_Excerpted text:_

Hi
I recently tried a CuffDiff computation which kept running many hours and then getting killed.
My jobs were run on a small cluster where each node has 24G ram and 4G swap space and dual quad core CPUs.
These jobs were killed by the system because they seemed to be asking for more swap space than a single node had available.
Accounting information about this job:
CPU_T WAIT TURNAROUND STATUS HOG_FACTOR MEM SWAP
169725.98 2 64381 exit 2.6363 12974M 14480M
I tried to get my LSF scheduler to distribute the jobs to enough nodes to then have an aggregate swap space in excess of the 14G it was asking for.
I attempted to do this by asking LSF to give me 8 nodes (each node a dual quad core unit with 24G ram on each) assuming I would then have the aggregate 32 G swap ( 8x4 G swap per node).
CuffDiff was being asked to use 8 threads (-p 8)
The job always started on one node and stayed there. And crashed.
I then used LSF to restrict the number of processes to a single process per node. Once again the job always started on one node and stayed there. And crashed.
The accounting information for these jobs indicated that a number of processes (4) had been started as well as a number of threads ( say 14) eg
Resource usage summary:
CPU time : 169725.98 sec.
Max Memory : 12974 MB
Max Swap : 14480 MB
Max Processes : 4
Max Threads : 14
So why if threads is set to 8, is the program launching 14 threads? and 4 processes
If I restrict the number of processes per node to one, why does the program stay on one node?
Is it possible to get CuffDIff to run on more than a single node?
Starr

_Task 1:_ State how many lines in the rows contain the string "dragon", matching case exactly. Reply with the number alone.

_Extracted information:_
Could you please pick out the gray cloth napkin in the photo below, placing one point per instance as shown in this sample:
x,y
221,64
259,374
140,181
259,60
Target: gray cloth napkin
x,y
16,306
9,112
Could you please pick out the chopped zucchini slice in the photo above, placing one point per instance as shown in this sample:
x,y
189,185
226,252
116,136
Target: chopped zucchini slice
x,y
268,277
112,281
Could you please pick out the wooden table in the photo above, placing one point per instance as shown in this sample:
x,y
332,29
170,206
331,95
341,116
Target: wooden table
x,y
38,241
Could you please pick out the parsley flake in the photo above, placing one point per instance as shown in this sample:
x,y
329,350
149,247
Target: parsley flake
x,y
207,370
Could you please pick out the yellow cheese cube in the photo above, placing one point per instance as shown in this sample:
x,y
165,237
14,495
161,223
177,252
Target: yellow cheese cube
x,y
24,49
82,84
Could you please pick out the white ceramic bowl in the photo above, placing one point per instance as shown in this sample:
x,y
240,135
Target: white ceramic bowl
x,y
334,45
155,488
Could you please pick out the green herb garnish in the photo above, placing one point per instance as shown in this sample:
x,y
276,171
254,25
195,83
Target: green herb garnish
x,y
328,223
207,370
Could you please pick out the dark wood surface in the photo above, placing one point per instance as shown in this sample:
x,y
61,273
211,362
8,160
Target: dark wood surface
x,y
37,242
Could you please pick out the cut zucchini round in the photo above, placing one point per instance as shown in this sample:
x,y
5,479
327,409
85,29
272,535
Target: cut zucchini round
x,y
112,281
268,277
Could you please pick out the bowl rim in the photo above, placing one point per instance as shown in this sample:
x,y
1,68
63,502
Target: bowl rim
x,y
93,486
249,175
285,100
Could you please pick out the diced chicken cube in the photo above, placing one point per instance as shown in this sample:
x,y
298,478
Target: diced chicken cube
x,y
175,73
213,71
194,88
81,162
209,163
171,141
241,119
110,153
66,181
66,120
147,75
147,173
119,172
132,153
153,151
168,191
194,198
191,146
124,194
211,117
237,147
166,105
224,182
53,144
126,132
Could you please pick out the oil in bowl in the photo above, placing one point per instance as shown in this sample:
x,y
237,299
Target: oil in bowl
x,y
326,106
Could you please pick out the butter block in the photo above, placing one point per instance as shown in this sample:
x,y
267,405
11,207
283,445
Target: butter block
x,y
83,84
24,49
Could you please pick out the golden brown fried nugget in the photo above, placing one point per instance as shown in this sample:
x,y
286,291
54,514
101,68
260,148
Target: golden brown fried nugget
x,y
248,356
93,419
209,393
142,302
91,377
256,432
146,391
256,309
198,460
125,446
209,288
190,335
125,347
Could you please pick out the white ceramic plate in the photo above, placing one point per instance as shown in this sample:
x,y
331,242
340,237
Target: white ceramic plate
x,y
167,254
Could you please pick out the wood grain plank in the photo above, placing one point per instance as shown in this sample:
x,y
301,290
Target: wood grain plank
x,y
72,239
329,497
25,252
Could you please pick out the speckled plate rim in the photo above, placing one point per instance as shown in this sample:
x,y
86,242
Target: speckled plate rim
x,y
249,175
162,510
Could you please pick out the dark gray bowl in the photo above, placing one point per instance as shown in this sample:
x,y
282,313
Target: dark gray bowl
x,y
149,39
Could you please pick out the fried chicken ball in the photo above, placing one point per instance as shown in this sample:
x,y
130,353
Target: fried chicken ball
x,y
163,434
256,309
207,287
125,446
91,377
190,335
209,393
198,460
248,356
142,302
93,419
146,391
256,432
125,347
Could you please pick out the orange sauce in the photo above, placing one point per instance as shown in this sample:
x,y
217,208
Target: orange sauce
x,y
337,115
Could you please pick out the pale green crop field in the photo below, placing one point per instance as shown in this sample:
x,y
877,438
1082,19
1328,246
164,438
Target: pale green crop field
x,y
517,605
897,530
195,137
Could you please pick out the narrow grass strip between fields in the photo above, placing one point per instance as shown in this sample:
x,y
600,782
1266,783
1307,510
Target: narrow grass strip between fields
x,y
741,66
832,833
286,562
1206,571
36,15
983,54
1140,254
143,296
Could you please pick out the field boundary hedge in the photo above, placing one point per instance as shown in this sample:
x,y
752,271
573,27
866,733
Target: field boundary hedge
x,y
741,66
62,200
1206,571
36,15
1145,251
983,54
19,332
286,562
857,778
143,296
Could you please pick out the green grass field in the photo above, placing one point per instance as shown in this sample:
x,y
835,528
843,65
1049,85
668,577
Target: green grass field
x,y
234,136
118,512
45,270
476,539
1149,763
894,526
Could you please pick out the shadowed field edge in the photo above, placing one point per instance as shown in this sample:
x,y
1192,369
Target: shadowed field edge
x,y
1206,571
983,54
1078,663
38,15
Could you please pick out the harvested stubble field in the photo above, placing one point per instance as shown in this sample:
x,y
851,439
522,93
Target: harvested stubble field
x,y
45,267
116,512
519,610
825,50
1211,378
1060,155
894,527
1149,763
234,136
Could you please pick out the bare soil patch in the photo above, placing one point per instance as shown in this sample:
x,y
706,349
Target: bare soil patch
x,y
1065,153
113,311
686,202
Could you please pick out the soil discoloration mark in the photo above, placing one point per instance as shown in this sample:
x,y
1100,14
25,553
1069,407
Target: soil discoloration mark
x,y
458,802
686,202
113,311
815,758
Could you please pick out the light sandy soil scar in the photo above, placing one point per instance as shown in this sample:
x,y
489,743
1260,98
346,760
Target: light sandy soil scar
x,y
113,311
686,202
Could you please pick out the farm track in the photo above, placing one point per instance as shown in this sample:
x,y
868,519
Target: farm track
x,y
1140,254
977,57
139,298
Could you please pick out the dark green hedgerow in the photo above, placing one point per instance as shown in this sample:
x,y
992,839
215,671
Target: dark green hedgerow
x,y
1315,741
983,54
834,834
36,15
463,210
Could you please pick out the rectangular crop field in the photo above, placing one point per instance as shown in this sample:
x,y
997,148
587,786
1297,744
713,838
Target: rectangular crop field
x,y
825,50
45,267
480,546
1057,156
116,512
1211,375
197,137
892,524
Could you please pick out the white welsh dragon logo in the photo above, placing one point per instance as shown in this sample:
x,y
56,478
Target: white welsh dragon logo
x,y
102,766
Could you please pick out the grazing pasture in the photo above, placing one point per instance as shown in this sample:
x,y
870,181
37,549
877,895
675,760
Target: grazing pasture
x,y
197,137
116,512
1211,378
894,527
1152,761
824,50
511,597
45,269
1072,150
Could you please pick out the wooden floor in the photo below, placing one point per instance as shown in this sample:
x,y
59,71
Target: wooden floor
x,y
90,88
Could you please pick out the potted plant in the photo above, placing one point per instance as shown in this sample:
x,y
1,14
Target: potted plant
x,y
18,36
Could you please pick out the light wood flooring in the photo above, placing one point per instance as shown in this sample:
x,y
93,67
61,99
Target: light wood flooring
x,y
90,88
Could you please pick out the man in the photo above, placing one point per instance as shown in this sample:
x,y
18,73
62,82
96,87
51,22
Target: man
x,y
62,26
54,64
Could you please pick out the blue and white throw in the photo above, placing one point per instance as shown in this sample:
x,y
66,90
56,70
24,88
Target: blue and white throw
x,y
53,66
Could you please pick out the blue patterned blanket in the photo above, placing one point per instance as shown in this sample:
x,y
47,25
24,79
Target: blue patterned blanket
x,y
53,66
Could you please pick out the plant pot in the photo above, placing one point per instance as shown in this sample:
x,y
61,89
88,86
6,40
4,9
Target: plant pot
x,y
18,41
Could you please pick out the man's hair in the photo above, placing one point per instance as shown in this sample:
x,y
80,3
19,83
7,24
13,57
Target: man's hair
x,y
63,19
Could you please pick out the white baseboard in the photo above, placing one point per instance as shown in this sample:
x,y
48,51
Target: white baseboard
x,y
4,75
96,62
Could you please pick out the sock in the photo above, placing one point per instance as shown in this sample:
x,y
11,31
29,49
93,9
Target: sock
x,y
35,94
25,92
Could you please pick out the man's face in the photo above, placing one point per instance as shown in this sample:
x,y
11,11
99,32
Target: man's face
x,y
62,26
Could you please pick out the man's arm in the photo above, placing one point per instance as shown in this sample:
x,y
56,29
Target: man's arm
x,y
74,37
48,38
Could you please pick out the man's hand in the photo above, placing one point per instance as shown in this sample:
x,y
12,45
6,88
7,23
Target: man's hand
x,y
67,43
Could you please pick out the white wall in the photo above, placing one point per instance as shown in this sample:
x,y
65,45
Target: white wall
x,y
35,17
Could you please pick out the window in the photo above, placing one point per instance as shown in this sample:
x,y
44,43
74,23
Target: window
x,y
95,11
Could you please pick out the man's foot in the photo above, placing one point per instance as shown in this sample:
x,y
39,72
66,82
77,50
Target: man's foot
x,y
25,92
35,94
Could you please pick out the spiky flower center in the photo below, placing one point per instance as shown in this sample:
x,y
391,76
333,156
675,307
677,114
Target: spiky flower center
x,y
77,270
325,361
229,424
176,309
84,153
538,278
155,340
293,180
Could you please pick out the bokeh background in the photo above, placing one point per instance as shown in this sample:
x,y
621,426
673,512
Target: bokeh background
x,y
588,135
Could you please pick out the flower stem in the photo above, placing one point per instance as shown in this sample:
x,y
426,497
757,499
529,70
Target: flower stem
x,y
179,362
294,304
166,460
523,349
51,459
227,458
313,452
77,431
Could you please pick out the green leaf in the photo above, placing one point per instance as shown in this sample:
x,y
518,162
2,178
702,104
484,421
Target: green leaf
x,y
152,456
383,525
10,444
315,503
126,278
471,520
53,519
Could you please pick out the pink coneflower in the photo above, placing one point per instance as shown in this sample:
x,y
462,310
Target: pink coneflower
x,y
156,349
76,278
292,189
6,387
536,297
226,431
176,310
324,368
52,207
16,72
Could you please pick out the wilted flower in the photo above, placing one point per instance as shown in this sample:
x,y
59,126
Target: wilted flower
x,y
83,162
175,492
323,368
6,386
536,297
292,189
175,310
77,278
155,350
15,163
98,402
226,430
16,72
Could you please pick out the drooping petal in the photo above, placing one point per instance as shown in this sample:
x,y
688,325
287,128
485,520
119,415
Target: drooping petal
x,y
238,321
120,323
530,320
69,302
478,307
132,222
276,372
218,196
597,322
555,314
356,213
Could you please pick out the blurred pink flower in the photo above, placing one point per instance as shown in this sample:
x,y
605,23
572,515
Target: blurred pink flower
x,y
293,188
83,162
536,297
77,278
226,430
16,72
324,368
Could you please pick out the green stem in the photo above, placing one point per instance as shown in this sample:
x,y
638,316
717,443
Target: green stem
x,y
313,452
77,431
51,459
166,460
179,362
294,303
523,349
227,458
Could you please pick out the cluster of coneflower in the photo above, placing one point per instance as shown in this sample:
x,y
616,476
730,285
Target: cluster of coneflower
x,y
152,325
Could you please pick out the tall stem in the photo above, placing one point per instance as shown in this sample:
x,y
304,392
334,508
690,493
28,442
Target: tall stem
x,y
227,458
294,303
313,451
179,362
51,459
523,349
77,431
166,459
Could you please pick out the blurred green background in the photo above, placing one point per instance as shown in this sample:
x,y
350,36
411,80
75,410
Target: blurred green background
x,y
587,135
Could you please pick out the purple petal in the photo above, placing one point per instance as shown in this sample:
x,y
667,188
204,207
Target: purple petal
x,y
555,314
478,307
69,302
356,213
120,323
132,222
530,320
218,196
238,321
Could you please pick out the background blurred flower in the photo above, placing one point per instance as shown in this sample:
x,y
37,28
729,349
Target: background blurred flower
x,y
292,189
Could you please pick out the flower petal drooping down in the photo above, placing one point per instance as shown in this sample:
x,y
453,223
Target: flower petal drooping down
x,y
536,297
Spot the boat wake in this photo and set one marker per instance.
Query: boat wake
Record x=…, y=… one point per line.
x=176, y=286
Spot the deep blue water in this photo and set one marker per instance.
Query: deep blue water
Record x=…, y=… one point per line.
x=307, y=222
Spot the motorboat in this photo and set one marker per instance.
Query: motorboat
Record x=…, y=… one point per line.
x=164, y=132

_Task 2:_
Answer these questions from the CuffDiff post:
(a) How much RAM does each node in the cluster have?
(b) How many threads was CuffDiff asked to use?
(c) What value does the resource usage summary give for Max Processes?

_Full answer 1:_ 2

_Full answer 2:_
(a) 24G
(b) 8 (-p 8)
(c) 4